__ESERCIZIO SCRITTO 1__
Filtra i record e copia ogni riga che contiene la stringa "railing". Maiuscole e minuscole contano.

3 - I GOVERNI DI GIOLITTI E
BONOMI CON SFORZA E CROCE ACCUSATI DI ARMARE LE SQUADRE
FASCISTE (1921)
Le ultime elezioni libere:
nasce la Camera che voterà le leggi della dittatura fascista
- Continuano le imboscate e gli
eccidi fra le fazioni in una atmosfera di guerra civile.
- In mezzo a tanta follia il Re porta la Sua parola di saggezza.
L'estrema sinistra e la
dittatura bolscevica.
Il fascismo è oramai al
servizio degli industriali e degli agrari che lo finanziano e, tollerate le
squadre d'azione queste vengono gettate contro le organizzazioni operaie rosse.

__RECORD DEI DATI__
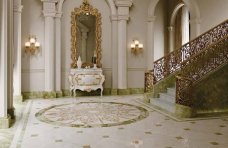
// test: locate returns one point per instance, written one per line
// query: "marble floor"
(108, 122)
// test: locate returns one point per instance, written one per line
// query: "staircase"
(184, 68)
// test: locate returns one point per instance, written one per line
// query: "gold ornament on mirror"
(86, 9)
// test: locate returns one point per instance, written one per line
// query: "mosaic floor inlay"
(92, 114)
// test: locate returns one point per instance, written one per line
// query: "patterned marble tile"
(154, 131)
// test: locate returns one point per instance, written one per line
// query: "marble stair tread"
(165, 97)
(163, 104)
(171, 91)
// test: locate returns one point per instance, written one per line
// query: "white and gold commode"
(86, 79)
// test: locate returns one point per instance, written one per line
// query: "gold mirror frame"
(85, 8)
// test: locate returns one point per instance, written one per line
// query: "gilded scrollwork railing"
(171, 63)
(183, 90)
(148, 81)
(198, 66)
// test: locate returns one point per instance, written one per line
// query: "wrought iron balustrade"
(171, 63)
(198, 66)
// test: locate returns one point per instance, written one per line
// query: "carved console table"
(86, 79)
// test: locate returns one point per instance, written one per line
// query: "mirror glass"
(86, 36)
(86, 26)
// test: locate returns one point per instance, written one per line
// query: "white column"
(6, 63)
(122, 54)
(185, 25)
(17, 50)
(58, 54)
(171, 38)
(10, 56)
(114, 20)
(150, 43)
(123, 16)
(49, 14)
(195, 28)
(3, 60)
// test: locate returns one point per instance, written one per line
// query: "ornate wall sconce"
(136, 47)
(32, 46)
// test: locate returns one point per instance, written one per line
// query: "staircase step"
(165, 97)
(171, 91)
(170, 107)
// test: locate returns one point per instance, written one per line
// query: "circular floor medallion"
(92, 114)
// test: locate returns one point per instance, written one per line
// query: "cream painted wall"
(137, 29)
(32, 66)
(212, 13)
(104, 9)
(160, 30)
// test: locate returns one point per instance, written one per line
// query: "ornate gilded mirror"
(86, 35)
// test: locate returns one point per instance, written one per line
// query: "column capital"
(170, 28)
(58, 14)
(49, 8)
(49, 1)
(49, 13)
(17, 8)
(123, 17)
(114, 17)
(123, 3)
(151, 18)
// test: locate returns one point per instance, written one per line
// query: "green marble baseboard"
(59, 94)
(18, 98)
(114, 92)
(49, 94)
(11, 113)
(123, 91)
(67, 93)
(184, 111)
(5, 122)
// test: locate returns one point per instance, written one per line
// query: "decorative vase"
(79, 62)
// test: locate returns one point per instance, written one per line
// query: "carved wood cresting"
(83, 9)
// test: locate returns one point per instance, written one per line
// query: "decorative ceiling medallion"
(92, 114)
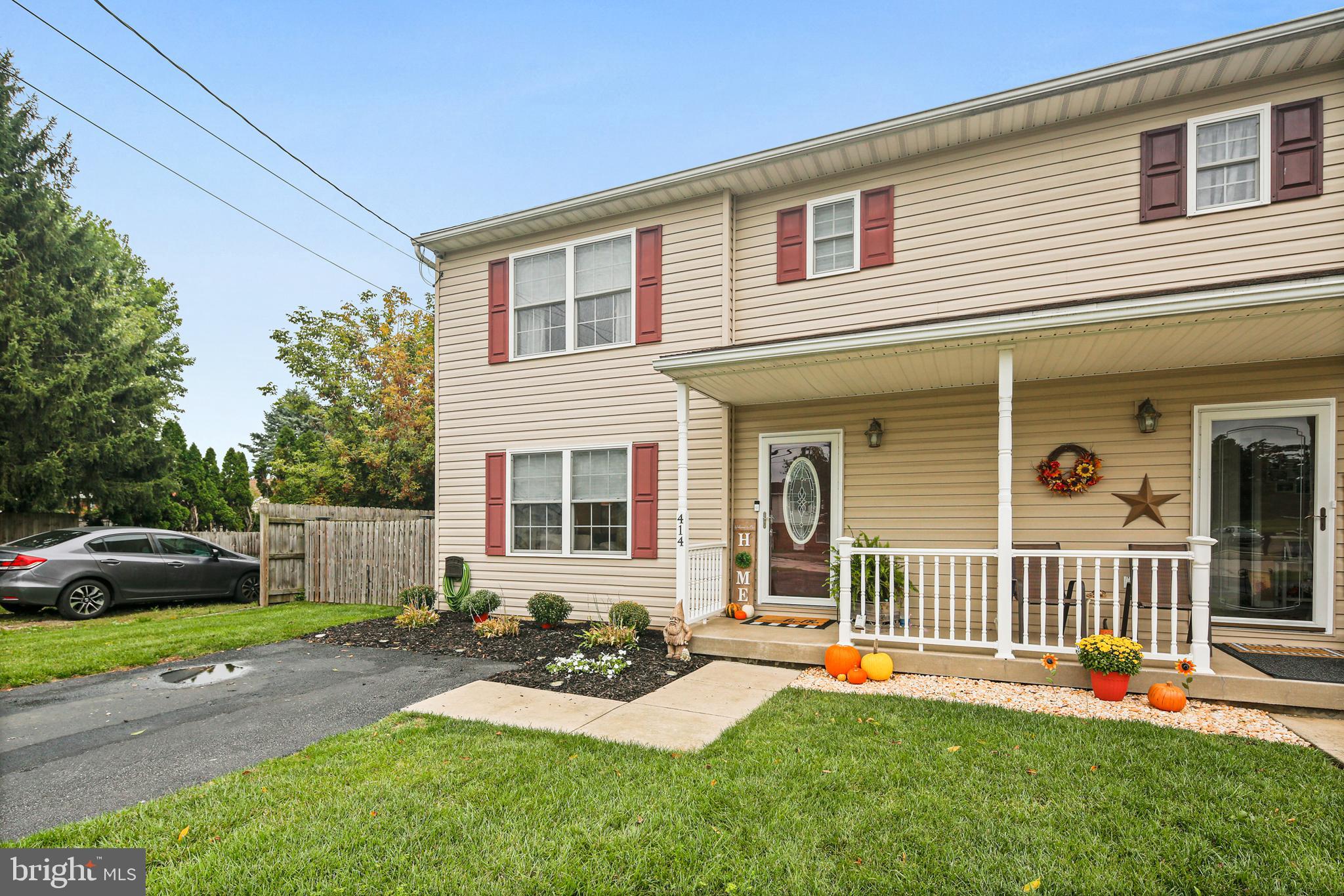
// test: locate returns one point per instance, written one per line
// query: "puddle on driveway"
(192, 676)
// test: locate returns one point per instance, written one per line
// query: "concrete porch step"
(1233, 682)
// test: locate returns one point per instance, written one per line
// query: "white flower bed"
(606, 665)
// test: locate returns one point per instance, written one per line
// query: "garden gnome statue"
(677, 633)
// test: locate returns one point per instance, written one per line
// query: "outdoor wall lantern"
(874, 433)
(1146, 417)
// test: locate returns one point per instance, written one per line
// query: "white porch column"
(845, 546)
(1003, 590)
(1200, 651)
(683, 466)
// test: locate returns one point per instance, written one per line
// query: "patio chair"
(1146, 600)
(1047, 592)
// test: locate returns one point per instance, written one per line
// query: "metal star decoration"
(1145, 502)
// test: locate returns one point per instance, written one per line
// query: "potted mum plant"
(482, 603)
(1110, 660)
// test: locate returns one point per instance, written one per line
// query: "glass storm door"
(800, 481)
(1265, 479)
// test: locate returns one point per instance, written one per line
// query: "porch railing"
(952, 598)
(706, 587)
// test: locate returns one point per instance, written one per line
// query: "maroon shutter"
(877, 214)
(1162, 174)
(499, 312)
(495, 515)
(1296, 144)
(644, 520)
(648, 284)
(791, 251)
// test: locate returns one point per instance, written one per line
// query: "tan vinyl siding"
(588, 398)
(932, 483)
(1041, 216)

__ESERCIZIO SCRITTO 2__
Per ciascuna affermazione indica se concorda con il brano sui governi di Giolitti e Bonomi, rispondendo sì o no e citando le parole esatte del brano che lo stabiliscono: (a) il fascismo è finanziato dagli industriali e dagli agrari; (b) le squadre d'azione vengono gettate contro le organizzazioni operaie bianche; (c) le elezioni di cui si parla sono le prime elezioni libere.

__RISULTATO 1__
// query: "gilded scrollwork railing"
// query: "porch railing"

__RISULTATO 2__
(a) Sì: «servizio degli industriali e degli agrari che lo finanziano».
(b) No: «contro le organizzazioni operaie rosse».
(c) No: «Le ultime elezioni libere».